WHAT NEEDS TO BE DONE
Lay out all of the lines below as a two-column CSV with the headers "task" and "points." Each row should pair one block of wording with the answer that follows it, and each of the two should sit in a single quoted field with its line breaks replaced by spaces.

RECORDS PROVIDED
- - - -

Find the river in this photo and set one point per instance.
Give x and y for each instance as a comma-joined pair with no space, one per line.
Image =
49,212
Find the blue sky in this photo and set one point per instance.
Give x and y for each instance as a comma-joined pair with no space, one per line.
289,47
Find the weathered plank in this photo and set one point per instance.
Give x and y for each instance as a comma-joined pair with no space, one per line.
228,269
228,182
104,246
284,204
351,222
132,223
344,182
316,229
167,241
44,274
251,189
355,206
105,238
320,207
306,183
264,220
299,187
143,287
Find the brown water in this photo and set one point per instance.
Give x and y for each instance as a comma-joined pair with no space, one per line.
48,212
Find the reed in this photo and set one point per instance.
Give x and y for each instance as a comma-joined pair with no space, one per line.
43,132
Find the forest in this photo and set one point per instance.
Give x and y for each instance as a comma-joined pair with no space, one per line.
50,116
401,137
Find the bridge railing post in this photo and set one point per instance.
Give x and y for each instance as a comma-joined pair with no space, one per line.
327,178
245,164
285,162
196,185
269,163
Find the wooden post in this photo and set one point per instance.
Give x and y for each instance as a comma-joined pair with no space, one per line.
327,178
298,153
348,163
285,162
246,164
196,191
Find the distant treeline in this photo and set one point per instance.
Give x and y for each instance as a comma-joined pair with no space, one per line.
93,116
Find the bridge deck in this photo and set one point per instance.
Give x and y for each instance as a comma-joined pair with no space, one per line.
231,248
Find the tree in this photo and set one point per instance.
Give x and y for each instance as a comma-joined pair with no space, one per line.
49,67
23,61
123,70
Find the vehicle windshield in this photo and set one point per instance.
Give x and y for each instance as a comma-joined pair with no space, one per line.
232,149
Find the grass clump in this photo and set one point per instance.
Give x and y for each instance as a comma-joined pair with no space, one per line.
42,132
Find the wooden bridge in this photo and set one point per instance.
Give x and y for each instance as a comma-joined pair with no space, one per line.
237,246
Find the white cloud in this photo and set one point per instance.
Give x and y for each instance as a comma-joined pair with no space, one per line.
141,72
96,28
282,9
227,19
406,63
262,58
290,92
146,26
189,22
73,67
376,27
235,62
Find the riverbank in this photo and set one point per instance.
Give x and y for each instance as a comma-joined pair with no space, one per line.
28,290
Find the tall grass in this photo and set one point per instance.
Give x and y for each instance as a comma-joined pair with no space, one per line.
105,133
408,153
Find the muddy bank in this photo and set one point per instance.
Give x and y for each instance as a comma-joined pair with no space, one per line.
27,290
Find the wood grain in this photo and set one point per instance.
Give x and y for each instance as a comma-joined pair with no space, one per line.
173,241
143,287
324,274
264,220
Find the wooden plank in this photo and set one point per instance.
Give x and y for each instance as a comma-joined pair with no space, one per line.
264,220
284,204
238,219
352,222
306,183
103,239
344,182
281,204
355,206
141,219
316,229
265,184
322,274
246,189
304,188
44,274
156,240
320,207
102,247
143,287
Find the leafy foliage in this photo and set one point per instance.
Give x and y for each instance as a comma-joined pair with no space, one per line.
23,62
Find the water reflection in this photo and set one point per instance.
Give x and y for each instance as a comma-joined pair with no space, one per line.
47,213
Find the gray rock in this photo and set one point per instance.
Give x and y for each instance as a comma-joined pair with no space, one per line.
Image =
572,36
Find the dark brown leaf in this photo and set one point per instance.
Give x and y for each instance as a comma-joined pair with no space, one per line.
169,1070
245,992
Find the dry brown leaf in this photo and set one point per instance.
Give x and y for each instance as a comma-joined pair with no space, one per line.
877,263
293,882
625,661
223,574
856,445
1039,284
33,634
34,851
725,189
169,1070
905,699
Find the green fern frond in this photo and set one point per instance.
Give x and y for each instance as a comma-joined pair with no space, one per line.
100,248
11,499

- - - -

ANSWER TO THE EXERCISE
task,points
"Find the river in this photo and set one point per instance. Give x and y for each instance as a comma-joined pair with no space, one per line. Image =","49,212"
"Find the blue sky in this photo and set one point per instance. Give x and y for each instance as a comma-joined pair with no space, one per line.","289,47"
"Find the weathered plank in this photo and set one point per instance. Give x and y for each instance as a comma-joined pair with no space, one per line.","228,269 228,182 104,246 284,204 351,222 132,223 344,182 316,229 167,241 44,274 251,189 355,206 105,238 320,207 306,183 264,220 299,187 143,287"
"Find the brown water in this photo and set one point per instance. Give x and y for each instance as a comma-joined pair with no space, one per line.","48,212"
"Find the reed in this photo and set one point per instance. Give x and y for each instance as a comma-joined pair with no space, one per line.","43,132"
"Find the forest in this photo and set one point per instance. Give x and y for each instance as a comma-joined pair with no space, one per line.","50,116 401,137"
"Find the bridge railing post in this photo and set one point per instance. Give x and y for each instance as a comma-joined pair with no space, one per line.","327,178 245,164 285,162 196,185 269,163"
"Find the wooden post in this photo and set one point per instance. Give x and y for each instance as a comma-joined pair with no space, one per line.","327,178 298,153 348,163 285,162 246,164 196,191"
"Find the distant treeline in this photo and set one point per instance. Give x and y for each instance as a comma-joined pair with no space, one per line.","93,116"
"Find the bridge deck in this photo and set one point per instance. Give x and y for each instance as a comma-joined pair with no space, one per line.","231,248"
"Find the tree in this photo and set one point per instance. Give x and y for each instance as a comma-joined pair with no space, one per line.","49,67 23,61 123,70"
"Find the vehicle windshield in this photo and set one point per instance. Give x and y for each instance as a comma-joined pair with no space, one per line.","232,149"
"Find the grass clump in this photo and set one point per instance. Give x and y for each instance as a comma-joined pair with no space, one per line.","42,132"
"Find the wooden bridge in this photo and set one point per instance. Give x and y for each instance as a comma-joined pair with no space, one per line.","237,246"
"Find the white cloud in this photo and set one point per instance. Give x and y for each instance as a comma-joined pair with no space, one per line.","141,72 96,28 282,9 227,19 406,63 262,58 290,92 146,26 189,22 73,67 376,27 235,62"
"Find the riverbank in this photo and set one point per instance. Give x and y for each instance as a comma-joined pair with no space, one per line.","28,290"
"Find the tall grass in this photo and set one point per instance. Give x and y for each instance as a comma-joined pair with no space, one per line.","105,133 408,153"
"Find the muddy bank in this photo and set one point per instance. Give x and y for each instance as a comma-joined pair with no space, one per line.","27,290"
"Find the wood grain in this photo and set one point per instance. Give x and y for each instance as a comma-joined pair with no space, one per line.","173,241 143,287 324,274 264,220"
"Find the wooden plank in this photo and set one point per instance. Give x and y for each instance as a comma-joined pair with no space, one per line.","264,220 284,204 238,219 352,222 306,183 103,239 344,182 281,204 355,206 141,219 316,229 265,184 322,274 246,189 304,188 44,274 156,240 320,207 102,247 143,287"
"Find the leafy foliage in this photo and set one point per instance. Give x and y for each instance as a comma-joined pair with no space, one per line.","23,62"
"Find the water reflection in this photo and set one point per instance. Give x and y for each instance as a comma-joined pair with no space, one per line.","47,213"
"Find the gray rock in this photo and set one point per instance. Give x and y for each instance as a comma-joined pair with no space, one per line. Image =","572,36"
"Find the dark brown leaf in this photo and set one point per instance. Give x and y for each instance as a comma-joined pair with no space, one per line.","169,1070 245,992"
"Find the dry brown leaf in this photo and set one point per instance. Give x and y for each instance as a comma-joined pair with no space, one per line.","877,263 293,882 625,661 223,574 856,445 1039,284 33,634 34,851 725,189 169,1070 905,699"
"Find the green fern frond in this photo and set one point per instance. Give x and y for each instance as a comma-joined pair with no space, one per line.","100,248 11,499"